[Point localization data]
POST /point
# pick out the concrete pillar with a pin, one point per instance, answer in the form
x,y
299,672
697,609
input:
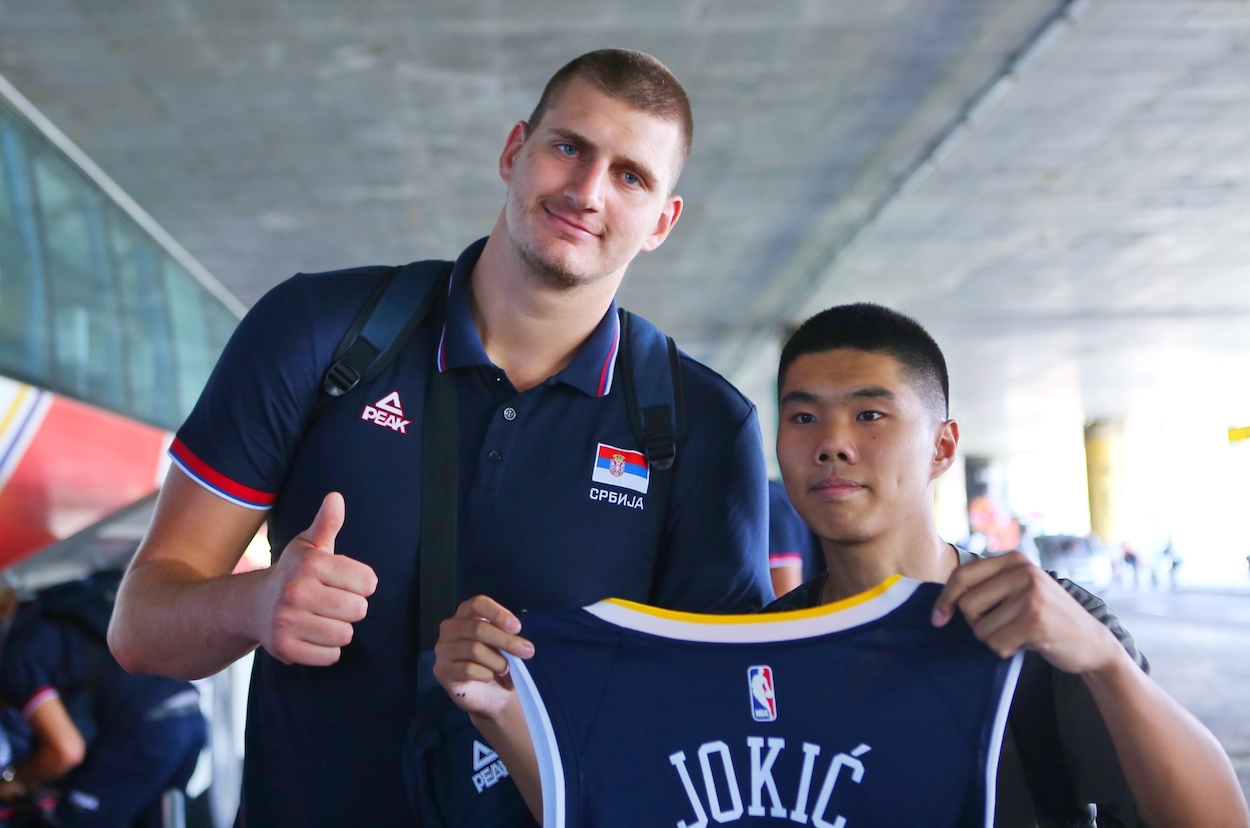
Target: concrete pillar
x,y
1104,465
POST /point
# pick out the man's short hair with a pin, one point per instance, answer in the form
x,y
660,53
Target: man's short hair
x,y
876,330
633,78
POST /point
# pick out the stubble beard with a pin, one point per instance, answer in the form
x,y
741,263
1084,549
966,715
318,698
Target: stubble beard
x,y
548,272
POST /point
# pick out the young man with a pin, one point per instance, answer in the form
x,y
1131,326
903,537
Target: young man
x,y
864,433
530,334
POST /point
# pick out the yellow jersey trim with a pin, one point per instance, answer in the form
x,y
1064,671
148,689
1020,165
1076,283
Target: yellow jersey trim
x,y
759,618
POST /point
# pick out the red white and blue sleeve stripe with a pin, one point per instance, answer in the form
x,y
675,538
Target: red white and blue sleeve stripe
x,y
218,483
609,370
36,701
784,559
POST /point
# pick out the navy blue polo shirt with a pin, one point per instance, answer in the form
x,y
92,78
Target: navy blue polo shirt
x,y
790,542
538,529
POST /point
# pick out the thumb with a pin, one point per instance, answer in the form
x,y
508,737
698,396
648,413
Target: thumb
x,y
326,523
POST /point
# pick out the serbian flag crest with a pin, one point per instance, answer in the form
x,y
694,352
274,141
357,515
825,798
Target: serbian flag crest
x,y
620,467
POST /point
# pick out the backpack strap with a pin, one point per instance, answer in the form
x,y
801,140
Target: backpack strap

== WHAT YOU ARE ASKED TO DO ==
State how many lines of the entries contain the word "pick". Nothing besides the number belongs in the reply.

== RESULT ==
10